#### RECORDS TO PROCESS:
►

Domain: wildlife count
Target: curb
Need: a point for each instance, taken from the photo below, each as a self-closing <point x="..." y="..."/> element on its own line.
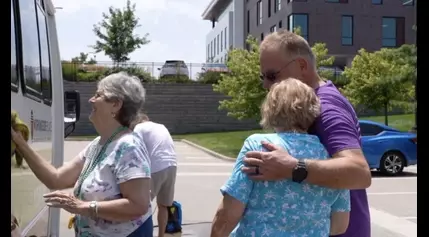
<point x="208" y="151"/>
<point x="79" y="139"/>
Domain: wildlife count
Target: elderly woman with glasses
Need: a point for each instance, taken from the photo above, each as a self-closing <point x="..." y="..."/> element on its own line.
<point x="285" y="207"/>
<point x="111" y="176"/>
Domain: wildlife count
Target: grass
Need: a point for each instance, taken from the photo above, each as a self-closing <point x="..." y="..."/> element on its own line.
<point x="230" y="143"/>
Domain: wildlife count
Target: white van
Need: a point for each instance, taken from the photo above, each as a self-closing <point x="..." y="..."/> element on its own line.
<point x="38" y="98"/>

◄

#### YOUR GOAL:
When you copy the records above, keep every word exact but leave out the pictures.

#### TASK RESPONSE:
Domain: wildlife count
Target: curb
Need: a point for each instance, taken from the photo below, each as a self-closing <point x="..." y="..."/> element on its own line.
<point x="208" y="151"/>
<point x="79" y="139"/>
Domain: wildlife count
Target: elderly woman with glasses
Need: a point for each instance, taken from the photo above, each as a self-closing <point x="..." y="..."/> element on its own line.
<point x="285" y="207"/>
<point x="111" y="176"/>
Domain: wildlife count
Target: grass
Need: a point for each instance, taken from the photo above, each as a self-closing <point x="..." y="..."/> element on its own line.
<point x="230" y="143"/>
Domain: wildlife count
Target: white van
Need: a point for each instance, taken from the photo above, each as a self-closing <point x="..." y="..."/> element on its own line.
<point x="38" y="98"/>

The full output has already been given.